### WHAT YOU SHOULD DO
Everything in the data that follows has to be repeated verbatim.

### RECORDS FOR PROCESSING
┌──

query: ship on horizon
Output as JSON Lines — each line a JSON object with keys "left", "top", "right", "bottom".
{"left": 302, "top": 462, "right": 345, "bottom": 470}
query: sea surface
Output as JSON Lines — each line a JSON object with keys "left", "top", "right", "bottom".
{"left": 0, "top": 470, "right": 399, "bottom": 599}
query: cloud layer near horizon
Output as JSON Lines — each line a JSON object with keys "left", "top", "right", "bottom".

└──

### ANSWER BOX
query: ship on horizon
Output as JSON Lines — each line a JSON object with keys "left", "top", "right", "bottom".
{"left": 302, "top": 462, "right": 345, "bottom": 470}
query: sea surface
Output as JSON Lines — each line a JSON object with keys "left", "top", "right", "bottom".
{"left": 0, "top": 470, "right": 399, "bottom": 599}
query: cloud layer near horizon
Output as JSON Lines — each line a JSON object with keys "left", "top", "right", "bottom".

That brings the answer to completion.